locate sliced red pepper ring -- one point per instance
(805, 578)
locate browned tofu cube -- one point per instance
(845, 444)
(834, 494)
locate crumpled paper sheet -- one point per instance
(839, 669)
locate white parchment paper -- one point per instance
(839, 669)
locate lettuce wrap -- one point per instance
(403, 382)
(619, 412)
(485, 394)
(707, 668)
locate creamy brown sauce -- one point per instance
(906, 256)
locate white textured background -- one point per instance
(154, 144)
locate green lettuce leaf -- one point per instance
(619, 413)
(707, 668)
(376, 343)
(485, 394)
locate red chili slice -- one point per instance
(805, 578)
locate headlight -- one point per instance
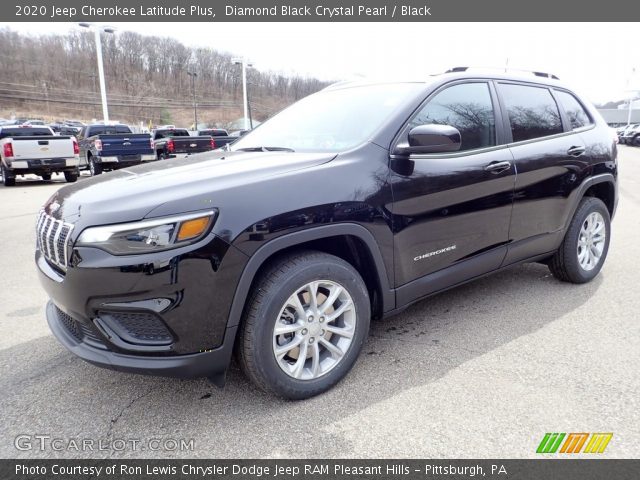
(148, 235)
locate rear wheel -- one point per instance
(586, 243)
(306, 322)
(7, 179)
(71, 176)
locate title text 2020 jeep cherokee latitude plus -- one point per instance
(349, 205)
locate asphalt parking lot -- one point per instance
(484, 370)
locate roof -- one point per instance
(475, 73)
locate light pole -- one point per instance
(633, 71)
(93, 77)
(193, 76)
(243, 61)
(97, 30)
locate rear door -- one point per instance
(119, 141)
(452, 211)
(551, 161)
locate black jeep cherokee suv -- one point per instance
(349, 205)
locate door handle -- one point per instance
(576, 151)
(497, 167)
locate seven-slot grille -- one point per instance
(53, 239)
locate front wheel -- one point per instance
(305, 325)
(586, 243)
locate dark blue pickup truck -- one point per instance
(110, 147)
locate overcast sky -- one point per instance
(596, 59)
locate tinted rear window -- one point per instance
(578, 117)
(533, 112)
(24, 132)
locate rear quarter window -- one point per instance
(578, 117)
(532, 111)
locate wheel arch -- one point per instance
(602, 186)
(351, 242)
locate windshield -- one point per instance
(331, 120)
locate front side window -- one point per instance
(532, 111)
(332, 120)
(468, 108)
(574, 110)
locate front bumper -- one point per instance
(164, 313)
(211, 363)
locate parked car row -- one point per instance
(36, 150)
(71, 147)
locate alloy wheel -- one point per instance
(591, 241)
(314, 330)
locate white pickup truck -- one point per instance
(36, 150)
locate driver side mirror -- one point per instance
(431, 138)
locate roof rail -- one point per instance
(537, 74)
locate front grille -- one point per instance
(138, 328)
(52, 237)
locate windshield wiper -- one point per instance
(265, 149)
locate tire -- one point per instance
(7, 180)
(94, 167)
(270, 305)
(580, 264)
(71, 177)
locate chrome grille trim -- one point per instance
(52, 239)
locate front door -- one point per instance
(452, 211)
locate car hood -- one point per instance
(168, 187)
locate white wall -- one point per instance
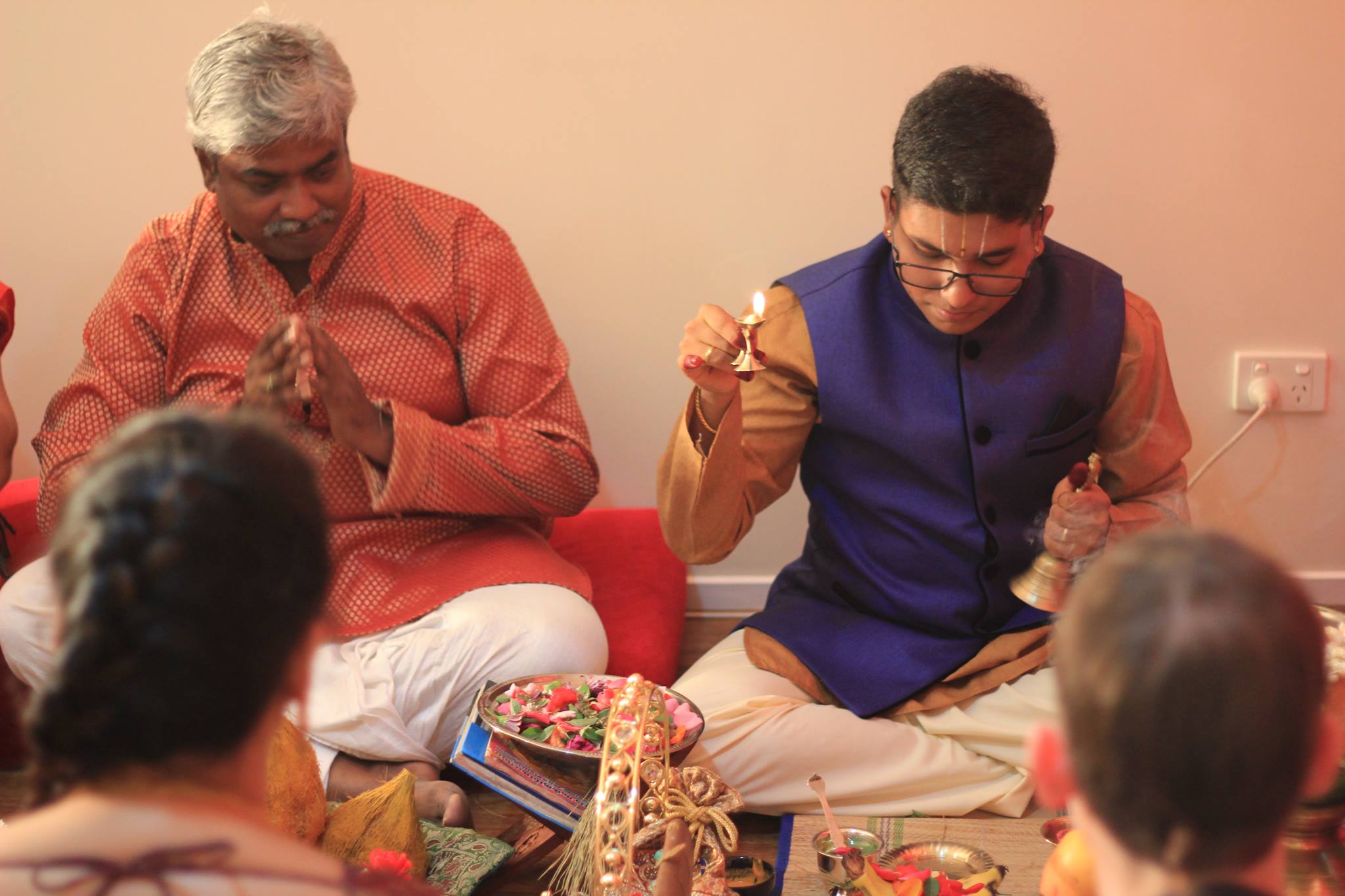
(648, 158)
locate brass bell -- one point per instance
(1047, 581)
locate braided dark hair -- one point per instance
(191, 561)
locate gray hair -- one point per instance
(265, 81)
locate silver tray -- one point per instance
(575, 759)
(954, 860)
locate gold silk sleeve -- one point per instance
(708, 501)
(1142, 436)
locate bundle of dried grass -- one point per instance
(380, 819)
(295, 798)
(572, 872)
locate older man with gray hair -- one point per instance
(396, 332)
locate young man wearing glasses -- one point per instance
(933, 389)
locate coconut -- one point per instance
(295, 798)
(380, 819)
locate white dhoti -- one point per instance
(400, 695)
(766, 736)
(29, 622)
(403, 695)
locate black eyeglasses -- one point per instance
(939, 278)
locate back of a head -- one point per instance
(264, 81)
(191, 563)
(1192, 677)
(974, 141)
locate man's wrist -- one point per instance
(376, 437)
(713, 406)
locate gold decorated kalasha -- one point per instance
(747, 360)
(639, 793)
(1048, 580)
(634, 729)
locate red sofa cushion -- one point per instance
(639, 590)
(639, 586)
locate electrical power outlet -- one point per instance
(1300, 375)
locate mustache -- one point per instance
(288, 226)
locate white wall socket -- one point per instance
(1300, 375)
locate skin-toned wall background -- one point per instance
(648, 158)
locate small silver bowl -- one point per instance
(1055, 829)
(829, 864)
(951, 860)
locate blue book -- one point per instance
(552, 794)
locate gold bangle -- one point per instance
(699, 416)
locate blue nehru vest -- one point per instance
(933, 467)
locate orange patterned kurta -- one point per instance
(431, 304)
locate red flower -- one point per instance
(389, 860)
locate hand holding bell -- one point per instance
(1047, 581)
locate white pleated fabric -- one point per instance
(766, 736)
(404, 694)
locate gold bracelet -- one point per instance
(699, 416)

→ **PROBLEM STATEMENT**
Copy every record above exactly, leaving out any pictures.

→ **EXPECTED ANSWER**
locate sliced red pepper ring -- one point per instance
(805, 578)
locate browned tofu cube -- one point per instance
(845, 444)
(834, 494)
locate crumpled paper sheet -- one point per instance
(839, 669)
locate white parchment paper -- one point per instance
(839, 669)
locate lettuce wrap -- one point per instance
(403, 382)
(619, 412)
(485, 394)
(707, 668)
locate creamy brown sauce -- one point per instance
(906, 256)
locate white textured background -- one point per instance
(154, 144)
locate green lettuce leaf -- one point per instance
(619, 413)
(707, 668)
(376, 343)
(485, 394)
locate red chili slice -- one point per instance
(805, 578)
locate headlight -- one point per instance
(148, 235)
locate rear wheel -- one point per instance
(586, 243)
(306, 322)
(7, 179)
(71, 176)
locate title text 2020 jeep cherokee latitude plus -- one point per instance
(349, 205)
locate asphalt parking lot -- one point per instance
(484, 370)
locate roof -- one point per instance
(475, 73)
locate light pole -- one point per instance
(633, 71)
(93, 77)
(193, 76)
(243, 61)
(97, 30)
locate rear door -- one point per instance
(119, 141)
(452, 211)
(551, 161)
locate black jeep cherokee suv -- one point per instance
(349, 205)
locate door handle -- one point per instance
(576, 151)
(497, 167)
locate seven-slot grille -- one point per instance
(53, 239)
locate front wheel -- one point per instance
(305, 325)
(586, 243)
locate dark blue pickup truck -- one point per instance
(110, 147)
locate overcast sky -- one point per instance
(596, 59)
locate tinted rear window -- one point per instance
(578, 117)
(533, 112)
(24, 132)
locate rear quarter window -- one point per instance
(578, 117)
(532, 111)
locate wheel arch -- one point per instance
(602, 186)
(351, 242)
locate windshield -- one point per instance
(331, 120)
locate front side window -- one point per instance
(532, 111)
(332, 120)
(468, 108)
(574, 110)
locate front bumper -- one point per instance
(164, 313)
(211, 363)
locate parked car row -- one point per instance
(36, 150)
(71, 147)
locate alloy wheel -- one point per instance
(591, 241)
(314, 330)
locate white pickup truck -- one point per instance
(36, 150)
locate driver side mirror -- one point per instance
(431, 138)
locate roof rail -- one point per instance
(537, 74)
locate front grille -- one point per instance
(138, 328)
(52, 237)
locate windshield wiper -- one point per instance
(265, 149)
locate tire -- one point per instance
(7, 180)
(94, 167)
(270, 305)
(580, 264)
(71, 177)
locate chrome grille trim -- one point per instance
(52, 239)
locate front door -- one point per instance
(452, 211)
locate car hood -- one point per instance
(168, 187)
locate white wall -- one point per instance
(648, 158)
locate brass bell -- one point per instance
(1047, 581)
locate braided dark hair -- one point per instance
(191, 561)
locate gray hair -- one point per instance
(265, 81)
locate silver tray -- one point per instance
(575, 759)
(954, 860)
locate gold silk sleeve -- one point per instance
(708, 501)
(1142, 436)
locate bundle of dried grass -- one point per instance
(380, 819)
(295, 798)
(572, 872)
locate older man with gray hair -- one point per instance
(396, 332)
locate young man wearing glasses -- one point per instance
(933, 389)
locate coconut -- one point per instance
(295, 798)
(380, 819)
locate white dhoti -- one point per instance
(400, 695)
(766, 736)
(29, 622)
(403, 695)
locate black eyeglasses -- one point per instance
(939, 278)
locate back of a head -- one point per instance
(264, 81)
(191, 563)
(1192, 677)
(974, 141)
locate man's wrist -- one point per instance
(376, 437)
(713, 406)
locate gold decorated kalasha -- one point per instance
(747, 360)
(639, 793)
(1048, 580)
(634, 729)
locate red sofa cushion -- one point per instance
(639, 590)
(639, 586)
locate electrical power outlet -- one point per instance
(1300, 375)
locate mustache -- one point per instance
(288, 226)
locate white wall socket -- one point per instance
(1300, 375)
locate skin-toned wall background -- one point per instance
(648, 158)
locate small silver bowl -- one point per instance
(1055, 829)
(829, 864)
(951, 860)
locate blue book -- one point per instance
(552, 794)
locate gold bangle -- one point per instance
(699, 416)
locate blue nehru vest -- one point per instance
(933, 467)
locate orange patterned kurta -- one point per instance
(431, 304)
locate red flower -- one point per instance
(389, 860)
locate hand holding bell -- one point per instance
(1047, 581)
locate white pleated fabric -- one point per instance
(766, 736)
(404, 694)
locate gold bracelet -- one point per instance
(699, 416)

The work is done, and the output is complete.